### What the task asks
Say how many lines below have "target" in them, giving the number alone.

### Source material
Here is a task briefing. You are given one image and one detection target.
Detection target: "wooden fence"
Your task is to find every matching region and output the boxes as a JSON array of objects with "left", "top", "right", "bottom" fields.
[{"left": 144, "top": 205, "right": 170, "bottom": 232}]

...

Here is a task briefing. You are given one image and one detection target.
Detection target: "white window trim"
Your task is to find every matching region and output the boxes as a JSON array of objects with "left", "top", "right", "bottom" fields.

### Output for this exercise
4